- [TASK TO COMPLETE] Gather every line in the items below that contains the string "slate", and copy each line in full. Case counts, so match the letters exactly as given.

[Data lines]
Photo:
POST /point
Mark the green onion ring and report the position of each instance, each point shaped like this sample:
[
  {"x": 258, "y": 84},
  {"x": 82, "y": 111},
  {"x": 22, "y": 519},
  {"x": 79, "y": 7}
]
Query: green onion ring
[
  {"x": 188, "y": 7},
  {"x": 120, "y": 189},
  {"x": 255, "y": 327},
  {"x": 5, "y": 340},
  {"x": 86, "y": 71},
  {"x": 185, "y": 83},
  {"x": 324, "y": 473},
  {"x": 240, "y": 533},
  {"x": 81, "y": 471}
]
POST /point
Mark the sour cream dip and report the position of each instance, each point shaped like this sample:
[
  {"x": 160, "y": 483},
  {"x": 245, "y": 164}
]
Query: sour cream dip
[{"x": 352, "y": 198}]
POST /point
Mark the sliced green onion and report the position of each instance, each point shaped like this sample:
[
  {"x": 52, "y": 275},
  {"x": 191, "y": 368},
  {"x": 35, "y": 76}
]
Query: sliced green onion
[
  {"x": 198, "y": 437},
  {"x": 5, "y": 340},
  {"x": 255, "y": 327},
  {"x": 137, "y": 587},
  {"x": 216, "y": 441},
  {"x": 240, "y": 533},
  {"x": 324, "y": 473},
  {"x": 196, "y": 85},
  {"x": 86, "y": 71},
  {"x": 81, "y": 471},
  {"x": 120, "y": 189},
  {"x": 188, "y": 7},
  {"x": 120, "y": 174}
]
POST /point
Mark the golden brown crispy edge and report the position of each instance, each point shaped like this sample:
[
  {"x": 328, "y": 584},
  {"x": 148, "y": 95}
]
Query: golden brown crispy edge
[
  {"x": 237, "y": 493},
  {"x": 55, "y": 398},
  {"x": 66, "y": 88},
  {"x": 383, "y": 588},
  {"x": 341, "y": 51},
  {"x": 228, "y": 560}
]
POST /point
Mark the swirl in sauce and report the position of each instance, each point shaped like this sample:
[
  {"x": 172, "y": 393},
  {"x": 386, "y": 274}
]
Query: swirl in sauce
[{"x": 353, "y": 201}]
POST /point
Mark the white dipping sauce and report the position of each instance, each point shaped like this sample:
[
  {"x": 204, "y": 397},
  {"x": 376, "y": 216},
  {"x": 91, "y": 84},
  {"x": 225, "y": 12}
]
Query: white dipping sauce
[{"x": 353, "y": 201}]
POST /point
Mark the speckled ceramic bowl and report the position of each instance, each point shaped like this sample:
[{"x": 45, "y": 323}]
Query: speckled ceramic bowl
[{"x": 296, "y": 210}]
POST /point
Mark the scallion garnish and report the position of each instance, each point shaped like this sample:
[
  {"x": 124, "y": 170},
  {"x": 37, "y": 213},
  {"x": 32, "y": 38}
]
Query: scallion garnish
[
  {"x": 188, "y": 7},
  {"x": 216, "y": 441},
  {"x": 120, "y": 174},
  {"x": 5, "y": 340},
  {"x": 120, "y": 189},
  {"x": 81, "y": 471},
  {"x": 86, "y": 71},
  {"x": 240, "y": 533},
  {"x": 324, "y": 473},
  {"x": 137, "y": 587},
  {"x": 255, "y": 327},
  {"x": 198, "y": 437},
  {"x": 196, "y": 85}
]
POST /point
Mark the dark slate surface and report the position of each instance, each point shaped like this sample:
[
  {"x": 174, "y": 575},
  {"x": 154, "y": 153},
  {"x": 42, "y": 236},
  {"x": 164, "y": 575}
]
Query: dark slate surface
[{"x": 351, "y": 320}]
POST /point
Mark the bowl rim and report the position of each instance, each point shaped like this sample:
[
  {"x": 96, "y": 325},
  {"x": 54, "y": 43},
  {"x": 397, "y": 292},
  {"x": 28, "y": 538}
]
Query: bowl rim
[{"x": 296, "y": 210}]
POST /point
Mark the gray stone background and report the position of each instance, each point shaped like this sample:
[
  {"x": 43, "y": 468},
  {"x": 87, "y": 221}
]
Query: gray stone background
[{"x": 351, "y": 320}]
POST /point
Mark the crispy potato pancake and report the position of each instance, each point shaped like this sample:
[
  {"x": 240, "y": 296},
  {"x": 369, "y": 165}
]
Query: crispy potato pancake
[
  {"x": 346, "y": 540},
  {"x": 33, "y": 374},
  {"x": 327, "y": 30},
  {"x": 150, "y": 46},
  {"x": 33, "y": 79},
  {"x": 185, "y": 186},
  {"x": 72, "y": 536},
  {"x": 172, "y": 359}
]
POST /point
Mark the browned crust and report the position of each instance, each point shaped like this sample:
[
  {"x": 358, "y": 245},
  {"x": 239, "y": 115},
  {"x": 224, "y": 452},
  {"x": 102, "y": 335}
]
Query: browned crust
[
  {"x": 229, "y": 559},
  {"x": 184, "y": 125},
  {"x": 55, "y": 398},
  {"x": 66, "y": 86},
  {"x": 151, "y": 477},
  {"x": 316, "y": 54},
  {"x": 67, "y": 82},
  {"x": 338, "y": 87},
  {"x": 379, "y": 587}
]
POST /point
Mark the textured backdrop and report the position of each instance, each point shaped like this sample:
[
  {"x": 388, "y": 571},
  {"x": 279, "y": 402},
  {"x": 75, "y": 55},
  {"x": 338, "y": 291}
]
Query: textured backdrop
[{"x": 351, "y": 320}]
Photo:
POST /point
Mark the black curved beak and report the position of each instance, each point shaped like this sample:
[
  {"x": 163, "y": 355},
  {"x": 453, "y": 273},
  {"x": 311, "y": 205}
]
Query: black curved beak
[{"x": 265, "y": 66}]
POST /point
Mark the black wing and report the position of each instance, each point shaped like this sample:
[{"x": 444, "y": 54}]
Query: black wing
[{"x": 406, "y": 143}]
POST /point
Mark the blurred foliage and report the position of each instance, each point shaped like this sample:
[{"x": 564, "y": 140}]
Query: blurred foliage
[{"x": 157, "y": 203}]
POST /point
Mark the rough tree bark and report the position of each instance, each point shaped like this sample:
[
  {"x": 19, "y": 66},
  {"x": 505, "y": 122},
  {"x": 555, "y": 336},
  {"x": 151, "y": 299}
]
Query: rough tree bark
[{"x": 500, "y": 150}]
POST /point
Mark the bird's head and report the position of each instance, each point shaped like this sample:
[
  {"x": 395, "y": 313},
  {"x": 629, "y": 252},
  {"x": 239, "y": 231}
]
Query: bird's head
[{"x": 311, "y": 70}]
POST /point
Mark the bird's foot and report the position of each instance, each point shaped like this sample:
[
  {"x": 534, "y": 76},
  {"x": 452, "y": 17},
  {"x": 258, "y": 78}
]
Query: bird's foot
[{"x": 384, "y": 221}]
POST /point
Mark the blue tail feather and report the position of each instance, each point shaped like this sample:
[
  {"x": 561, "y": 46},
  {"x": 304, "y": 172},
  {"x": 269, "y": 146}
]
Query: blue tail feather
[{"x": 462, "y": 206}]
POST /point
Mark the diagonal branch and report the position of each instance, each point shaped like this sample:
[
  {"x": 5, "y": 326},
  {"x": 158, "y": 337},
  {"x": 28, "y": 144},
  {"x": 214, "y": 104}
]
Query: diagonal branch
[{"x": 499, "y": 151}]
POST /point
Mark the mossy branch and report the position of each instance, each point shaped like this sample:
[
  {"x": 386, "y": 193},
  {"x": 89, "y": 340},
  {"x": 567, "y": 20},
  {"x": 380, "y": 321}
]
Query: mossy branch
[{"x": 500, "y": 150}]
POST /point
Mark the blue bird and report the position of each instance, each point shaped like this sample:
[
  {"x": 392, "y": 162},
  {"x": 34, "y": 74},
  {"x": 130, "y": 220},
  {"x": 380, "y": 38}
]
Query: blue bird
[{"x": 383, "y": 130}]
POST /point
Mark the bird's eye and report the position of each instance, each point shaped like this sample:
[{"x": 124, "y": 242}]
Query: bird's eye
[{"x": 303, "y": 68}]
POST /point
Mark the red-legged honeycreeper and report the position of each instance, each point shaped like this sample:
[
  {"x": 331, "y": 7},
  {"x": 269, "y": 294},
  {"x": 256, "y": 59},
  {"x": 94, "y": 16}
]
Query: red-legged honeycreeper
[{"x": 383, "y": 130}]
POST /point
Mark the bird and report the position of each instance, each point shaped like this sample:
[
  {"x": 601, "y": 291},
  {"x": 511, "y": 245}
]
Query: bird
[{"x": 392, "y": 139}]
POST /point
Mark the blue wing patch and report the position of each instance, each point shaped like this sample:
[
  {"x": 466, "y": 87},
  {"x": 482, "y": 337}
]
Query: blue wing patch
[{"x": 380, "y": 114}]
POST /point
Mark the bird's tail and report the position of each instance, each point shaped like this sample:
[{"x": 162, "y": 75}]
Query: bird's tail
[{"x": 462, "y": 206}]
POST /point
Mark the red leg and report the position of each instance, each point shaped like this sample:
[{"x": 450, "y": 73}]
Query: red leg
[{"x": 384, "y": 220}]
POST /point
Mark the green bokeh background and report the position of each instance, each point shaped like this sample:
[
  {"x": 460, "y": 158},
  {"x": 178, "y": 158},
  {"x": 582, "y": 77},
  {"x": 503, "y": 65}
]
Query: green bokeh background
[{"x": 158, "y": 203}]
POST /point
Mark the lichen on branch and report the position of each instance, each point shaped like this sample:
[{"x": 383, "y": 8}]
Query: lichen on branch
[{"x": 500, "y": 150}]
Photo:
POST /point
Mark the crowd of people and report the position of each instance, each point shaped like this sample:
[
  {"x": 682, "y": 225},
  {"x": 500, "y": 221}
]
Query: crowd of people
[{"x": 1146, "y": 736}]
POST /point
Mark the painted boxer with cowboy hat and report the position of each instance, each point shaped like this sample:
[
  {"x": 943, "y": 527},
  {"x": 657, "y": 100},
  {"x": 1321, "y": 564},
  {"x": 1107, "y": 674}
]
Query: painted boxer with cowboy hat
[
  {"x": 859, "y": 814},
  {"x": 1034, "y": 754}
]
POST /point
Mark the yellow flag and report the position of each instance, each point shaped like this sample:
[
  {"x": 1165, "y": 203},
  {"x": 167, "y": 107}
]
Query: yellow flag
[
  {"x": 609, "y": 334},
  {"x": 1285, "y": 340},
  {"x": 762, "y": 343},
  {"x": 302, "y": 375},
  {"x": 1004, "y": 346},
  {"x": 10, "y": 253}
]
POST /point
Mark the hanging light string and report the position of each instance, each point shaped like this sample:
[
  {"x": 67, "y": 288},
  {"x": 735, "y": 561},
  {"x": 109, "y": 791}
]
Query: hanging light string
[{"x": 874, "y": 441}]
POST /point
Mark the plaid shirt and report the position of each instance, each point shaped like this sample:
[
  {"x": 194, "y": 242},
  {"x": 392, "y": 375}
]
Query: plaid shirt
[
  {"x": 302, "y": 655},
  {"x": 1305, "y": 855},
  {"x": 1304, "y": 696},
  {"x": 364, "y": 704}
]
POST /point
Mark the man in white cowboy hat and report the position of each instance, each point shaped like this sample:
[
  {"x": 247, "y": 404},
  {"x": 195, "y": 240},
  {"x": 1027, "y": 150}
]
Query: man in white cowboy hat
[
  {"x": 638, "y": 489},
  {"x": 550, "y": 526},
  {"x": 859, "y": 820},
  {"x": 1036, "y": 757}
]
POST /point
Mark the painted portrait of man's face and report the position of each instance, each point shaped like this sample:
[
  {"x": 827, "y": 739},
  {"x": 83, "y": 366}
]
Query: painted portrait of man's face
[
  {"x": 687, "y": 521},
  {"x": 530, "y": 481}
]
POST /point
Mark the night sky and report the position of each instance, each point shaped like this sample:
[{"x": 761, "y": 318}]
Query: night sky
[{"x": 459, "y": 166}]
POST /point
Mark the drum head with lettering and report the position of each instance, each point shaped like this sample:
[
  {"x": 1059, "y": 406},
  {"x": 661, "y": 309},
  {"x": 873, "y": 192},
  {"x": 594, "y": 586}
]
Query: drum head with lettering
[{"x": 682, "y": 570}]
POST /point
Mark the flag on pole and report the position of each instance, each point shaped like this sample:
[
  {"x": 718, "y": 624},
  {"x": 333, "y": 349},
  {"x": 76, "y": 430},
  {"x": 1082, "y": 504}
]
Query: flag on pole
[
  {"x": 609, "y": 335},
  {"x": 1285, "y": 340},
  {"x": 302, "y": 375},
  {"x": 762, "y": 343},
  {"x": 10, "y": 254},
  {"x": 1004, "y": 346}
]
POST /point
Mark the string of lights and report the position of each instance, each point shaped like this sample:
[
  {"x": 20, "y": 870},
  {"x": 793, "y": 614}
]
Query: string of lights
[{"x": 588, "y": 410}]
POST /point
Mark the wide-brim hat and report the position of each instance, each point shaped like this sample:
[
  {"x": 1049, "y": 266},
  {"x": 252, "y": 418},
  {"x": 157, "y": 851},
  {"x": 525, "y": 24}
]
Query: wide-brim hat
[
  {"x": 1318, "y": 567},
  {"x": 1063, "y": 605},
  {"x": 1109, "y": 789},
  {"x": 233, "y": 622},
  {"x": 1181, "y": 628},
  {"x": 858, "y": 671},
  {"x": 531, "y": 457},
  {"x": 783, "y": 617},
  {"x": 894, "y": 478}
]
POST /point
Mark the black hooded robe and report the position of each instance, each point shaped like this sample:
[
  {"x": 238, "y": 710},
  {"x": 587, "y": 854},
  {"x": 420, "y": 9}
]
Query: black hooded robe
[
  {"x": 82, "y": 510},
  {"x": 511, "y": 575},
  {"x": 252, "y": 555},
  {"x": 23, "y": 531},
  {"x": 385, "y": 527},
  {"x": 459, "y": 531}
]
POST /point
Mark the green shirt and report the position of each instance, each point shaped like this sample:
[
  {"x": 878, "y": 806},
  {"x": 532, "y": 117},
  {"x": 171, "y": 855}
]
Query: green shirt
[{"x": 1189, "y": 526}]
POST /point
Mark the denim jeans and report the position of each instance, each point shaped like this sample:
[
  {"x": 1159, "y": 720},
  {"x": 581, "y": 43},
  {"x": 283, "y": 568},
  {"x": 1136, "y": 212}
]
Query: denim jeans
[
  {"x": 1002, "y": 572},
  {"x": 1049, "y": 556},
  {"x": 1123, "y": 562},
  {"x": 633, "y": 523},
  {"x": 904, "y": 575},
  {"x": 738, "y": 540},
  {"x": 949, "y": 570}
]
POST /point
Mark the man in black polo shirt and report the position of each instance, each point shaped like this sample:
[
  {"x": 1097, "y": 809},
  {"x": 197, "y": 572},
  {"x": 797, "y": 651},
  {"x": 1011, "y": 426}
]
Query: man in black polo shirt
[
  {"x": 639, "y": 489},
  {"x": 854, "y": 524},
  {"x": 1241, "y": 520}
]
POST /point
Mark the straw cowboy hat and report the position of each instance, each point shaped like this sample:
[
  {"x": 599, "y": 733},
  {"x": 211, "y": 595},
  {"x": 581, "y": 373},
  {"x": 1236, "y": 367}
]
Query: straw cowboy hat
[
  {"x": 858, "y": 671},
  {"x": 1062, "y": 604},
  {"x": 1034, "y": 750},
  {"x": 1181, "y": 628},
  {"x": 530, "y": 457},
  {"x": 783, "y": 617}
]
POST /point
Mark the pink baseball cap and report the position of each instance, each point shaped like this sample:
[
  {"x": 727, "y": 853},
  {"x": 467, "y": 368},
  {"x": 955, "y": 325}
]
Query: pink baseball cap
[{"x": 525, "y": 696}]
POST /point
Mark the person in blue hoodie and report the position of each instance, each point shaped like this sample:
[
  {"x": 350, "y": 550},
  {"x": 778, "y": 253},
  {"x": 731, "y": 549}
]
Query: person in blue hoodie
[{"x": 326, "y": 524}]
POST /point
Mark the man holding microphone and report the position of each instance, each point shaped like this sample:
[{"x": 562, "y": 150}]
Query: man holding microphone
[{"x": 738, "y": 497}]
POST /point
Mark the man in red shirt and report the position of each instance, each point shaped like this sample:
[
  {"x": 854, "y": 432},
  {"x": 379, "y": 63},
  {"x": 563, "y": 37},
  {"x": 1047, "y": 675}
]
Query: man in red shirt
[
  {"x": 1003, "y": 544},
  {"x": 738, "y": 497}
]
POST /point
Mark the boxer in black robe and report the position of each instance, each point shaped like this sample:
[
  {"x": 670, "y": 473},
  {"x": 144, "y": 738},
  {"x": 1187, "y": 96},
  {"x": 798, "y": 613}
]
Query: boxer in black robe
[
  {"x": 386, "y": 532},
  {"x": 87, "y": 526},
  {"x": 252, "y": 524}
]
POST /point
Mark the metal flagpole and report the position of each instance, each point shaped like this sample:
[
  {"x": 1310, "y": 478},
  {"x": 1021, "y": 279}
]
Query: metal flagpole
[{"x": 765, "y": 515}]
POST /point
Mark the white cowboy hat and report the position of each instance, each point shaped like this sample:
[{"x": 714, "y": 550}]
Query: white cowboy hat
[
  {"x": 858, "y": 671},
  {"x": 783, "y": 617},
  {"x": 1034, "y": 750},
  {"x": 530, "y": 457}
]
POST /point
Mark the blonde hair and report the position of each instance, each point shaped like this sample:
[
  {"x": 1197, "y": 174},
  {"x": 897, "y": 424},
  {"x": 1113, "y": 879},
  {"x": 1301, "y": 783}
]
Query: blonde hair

- [FINISHED EXERCISE]
Mark the dark slate surface and report the position of each instance, each point shaped like this sample:
Query: dark slate surface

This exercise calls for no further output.